--- QUOTED PASSAGE ---

This is not thread-safe. Is that intentional? If it isn't intended to be thread-safe, then what thread is it supposed to be on?

I suggest you just initialize the log module in the Init() of the service.

@@ +75,4 @@
>  nsSiteSecurityService::nsSiteSecurityService()
> +  : mHostTablesMutex("nsSiteSecurityService::mHostTablesMutex")
> +  , mUsePreloadList(true)
> +  , mWorkerThread(nullptr)

It isn't necessary to explicitly initialize mStateFile or mWorkerThread because they are nsCOMPtrs that default construct to nullptr.

@@ +114,2 @@
>  
> +  rv = ReadState();

nsSiteSecurityService will usually be initialized on the main thread, close to startup, right? That would make this main-thread IO at startup, which is double-bad. Is there a way to avoid that?

@@ +158,5 @@
> +    NS_ENSURE_SUCCESS(rv, rv);
> +    SSSLOG(("read state line '%s'", line.get()));
> +
> +    // The state file is a comma-separated list of fields per host, separated
> +    // by newlines. Each line consists of, in order:

Why invent a new format for storing HSTS state, when we could instead just store the actual Strict-Transport-Security header value and then parse that with your existing HSTS header parser?

Also, I am having trouble seeing how this file format would be extended to add key pinning and cert override and the other kinds of information, in an unambiguous way. Could you comment on how the file format would be extended for key pinning?

@@ +234,5 @@
> +
> +  return NS_OK;
> +}
> +
> +void nsSSSStateWriteFinished(void *aUnused, nsresult aRv)

nit: don't use the nsXXX prefix for new code. Put it in the mozilla namespace instead, unprefixed.

--- LISTED ENTRIES ---

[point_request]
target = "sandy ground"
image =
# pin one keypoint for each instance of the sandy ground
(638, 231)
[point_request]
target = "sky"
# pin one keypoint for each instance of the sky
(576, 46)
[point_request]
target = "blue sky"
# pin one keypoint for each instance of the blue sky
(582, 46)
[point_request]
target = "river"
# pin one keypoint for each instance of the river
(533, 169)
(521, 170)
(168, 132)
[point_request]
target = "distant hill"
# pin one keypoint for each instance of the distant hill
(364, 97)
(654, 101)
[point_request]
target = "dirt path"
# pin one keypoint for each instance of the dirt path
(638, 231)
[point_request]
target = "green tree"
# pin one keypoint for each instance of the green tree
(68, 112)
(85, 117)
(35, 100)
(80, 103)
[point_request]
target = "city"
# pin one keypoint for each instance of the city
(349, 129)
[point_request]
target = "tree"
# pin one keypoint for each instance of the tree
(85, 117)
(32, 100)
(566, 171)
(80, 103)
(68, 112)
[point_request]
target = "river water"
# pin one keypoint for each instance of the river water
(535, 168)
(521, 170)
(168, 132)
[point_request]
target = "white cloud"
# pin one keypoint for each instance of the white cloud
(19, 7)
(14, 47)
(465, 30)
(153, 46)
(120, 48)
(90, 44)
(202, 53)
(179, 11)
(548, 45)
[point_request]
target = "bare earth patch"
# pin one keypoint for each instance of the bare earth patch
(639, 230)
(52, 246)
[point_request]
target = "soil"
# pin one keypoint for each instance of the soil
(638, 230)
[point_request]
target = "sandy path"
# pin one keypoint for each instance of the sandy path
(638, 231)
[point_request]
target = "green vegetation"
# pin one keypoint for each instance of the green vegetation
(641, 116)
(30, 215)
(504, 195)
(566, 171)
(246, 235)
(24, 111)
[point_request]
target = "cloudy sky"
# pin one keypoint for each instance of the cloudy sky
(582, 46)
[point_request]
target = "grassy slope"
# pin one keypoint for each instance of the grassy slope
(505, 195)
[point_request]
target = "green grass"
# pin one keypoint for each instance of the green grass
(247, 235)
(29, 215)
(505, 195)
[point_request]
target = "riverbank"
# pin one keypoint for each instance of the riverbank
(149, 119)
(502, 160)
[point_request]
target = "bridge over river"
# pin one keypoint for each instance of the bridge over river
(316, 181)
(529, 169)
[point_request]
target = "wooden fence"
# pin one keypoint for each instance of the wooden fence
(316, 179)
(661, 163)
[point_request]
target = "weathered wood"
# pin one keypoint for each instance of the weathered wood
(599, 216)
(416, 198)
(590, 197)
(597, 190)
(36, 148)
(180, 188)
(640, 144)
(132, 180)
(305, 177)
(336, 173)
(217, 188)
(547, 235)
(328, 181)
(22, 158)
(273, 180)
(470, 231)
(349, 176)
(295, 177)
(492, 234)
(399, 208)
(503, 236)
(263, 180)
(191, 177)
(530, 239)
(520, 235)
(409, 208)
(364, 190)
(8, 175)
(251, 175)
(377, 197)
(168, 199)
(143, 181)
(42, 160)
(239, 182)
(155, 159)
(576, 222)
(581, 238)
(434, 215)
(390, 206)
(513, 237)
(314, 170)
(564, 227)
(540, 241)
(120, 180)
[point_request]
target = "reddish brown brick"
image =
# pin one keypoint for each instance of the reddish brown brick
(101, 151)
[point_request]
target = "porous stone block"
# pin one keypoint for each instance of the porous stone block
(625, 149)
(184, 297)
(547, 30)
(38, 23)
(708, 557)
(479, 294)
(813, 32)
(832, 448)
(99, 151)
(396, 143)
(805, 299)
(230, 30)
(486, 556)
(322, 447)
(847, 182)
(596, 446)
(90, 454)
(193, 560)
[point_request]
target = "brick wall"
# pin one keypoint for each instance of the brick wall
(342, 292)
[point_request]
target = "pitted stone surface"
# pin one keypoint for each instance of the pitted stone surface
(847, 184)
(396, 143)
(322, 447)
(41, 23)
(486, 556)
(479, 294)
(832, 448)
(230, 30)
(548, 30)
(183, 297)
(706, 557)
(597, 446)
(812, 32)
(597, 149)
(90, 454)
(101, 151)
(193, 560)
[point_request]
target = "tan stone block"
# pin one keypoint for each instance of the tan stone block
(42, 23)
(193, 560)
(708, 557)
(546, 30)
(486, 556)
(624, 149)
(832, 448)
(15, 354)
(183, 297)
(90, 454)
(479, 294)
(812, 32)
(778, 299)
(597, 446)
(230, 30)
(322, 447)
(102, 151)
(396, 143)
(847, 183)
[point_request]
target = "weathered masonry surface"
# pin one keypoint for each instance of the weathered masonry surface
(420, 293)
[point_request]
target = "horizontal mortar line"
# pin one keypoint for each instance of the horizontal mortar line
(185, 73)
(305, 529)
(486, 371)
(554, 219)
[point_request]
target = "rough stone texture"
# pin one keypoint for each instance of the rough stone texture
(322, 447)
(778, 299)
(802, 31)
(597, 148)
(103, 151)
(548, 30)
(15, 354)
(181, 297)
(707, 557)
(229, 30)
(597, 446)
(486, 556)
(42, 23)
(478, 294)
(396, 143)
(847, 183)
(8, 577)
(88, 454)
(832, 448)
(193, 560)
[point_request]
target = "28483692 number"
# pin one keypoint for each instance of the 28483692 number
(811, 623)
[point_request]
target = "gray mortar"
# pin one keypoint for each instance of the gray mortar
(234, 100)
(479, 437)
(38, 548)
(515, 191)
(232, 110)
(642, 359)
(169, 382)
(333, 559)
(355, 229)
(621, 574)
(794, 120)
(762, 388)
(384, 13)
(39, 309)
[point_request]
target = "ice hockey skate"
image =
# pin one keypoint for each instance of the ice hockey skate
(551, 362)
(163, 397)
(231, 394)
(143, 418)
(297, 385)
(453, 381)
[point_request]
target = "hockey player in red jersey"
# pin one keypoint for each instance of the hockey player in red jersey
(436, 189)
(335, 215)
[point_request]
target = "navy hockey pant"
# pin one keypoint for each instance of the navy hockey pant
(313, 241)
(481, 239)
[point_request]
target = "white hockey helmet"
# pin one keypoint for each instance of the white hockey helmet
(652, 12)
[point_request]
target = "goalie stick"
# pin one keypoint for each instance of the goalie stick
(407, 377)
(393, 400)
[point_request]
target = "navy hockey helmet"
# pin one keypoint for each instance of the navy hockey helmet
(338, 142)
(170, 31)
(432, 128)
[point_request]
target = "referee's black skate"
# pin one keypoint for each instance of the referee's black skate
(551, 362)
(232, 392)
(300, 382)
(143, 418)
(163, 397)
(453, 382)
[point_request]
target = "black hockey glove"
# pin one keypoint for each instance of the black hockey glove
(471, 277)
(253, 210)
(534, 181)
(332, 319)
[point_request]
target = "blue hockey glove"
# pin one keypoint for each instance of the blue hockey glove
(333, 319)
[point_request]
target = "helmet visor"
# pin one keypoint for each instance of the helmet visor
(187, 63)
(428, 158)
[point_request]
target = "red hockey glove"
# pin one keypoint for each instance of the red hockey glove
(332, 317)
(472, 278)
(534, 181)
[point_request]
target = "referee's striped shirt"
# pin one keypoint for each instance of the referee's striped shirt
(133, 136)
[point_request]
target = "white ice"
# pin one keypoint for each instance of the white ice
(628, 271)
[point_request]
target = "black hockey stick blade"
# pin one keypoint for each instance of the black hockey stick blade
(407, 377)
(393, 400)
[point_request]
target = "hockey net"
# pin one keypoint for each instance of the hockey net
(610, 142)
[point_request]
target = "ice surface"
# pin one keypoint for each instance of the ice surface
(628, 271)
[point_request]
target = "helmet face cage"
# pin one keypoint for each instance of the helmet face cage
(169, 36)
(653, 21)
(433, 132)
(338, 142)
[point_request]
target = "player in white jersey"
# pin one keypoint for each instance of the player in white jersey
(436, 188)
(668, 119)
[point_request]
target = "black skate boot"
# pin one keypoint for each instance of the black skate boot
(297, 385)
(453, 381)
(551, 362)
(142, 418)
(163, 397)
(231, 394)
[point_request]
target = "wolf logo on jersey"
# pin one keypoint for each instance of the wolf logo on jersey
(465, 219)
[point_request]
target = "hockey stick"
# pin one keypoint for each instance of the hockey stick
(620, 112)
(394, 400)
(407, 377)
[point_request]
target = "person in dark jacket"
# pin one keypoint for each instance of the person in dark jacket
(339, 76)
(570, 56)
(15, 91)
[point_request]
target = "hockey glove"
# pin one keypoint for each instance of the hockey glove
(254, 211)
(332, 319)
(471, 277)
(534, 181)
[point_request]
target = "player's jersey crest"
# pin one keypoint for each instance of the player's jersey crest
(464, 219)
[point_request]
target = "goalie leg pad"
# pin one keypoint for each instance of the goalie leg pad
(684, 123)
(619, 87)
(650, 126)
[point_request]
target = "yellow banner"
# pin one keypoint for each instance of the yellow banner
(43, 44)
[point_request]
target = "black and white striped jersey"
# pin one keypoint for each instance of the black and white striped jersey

---

- WORK INSTRUCTIONS
1. Answer these from the code review comments on nsSiteSecurityService:
(a) Where does the reviewer suggest initializing the log module?
(b) Why is it unnecessary to explicitly initialize mStateFile or mWorkerThread?
(c) What does the reviewer ask for in place of the nsXXX prefix for new code?
2. Carry the code review comments on nsSiteSecurityService further, starting after its final remark.

- EXERCISE ANSWERS
1.
(a) In the Init() of the service.
(b) They are nsCOMPtrs that default construct to nullptr.
(c) Putting the code in the mozilla namespace, unprefixed.

2.
@@ +296,5 @@
> +}
> +
> +// When AsyncWriteState is called, the lock on mHostTable must be held.
> +// This is because we synchronously marshall the data to be written and
> +// then fire off an event to our worker thread to actually do the writing.

I find it is more obvious that such conditions are satisfied if you add a const MutexAutoLock & /*proofOfLock*/ witness argument to the function. Then there's almost zero chance that the function will ever get called without the lock being held, and it is easy to reviewers to see this.

@@ +362,5 @@
> +    entry->mHSTSExpireTime = expiretime;
> +    entry->mHSTSStatus = HSTS_SET;
> +    entry->mHSTSIncludeSubdomains = aIncludeSubdomains;
> +    if (!isPrivate) {
> +      AsyncWriteState();

Is it really necessary to write the data to disk as soon as we change the HSTS information? Usually this will happen when we are in a performance-sensitive area. Also, since every response from a server will probably have the Strict-Transport-Security flag set, wouldn't we be writing to this file over and over? It seems like it would be better to either flush the file out periodically or near shutdown (or both).
Attachment #792999 - Flags: review?(brian) → review-
Thank you for the reviews. I think this would benefit from a more formal design document, which will be coming soon.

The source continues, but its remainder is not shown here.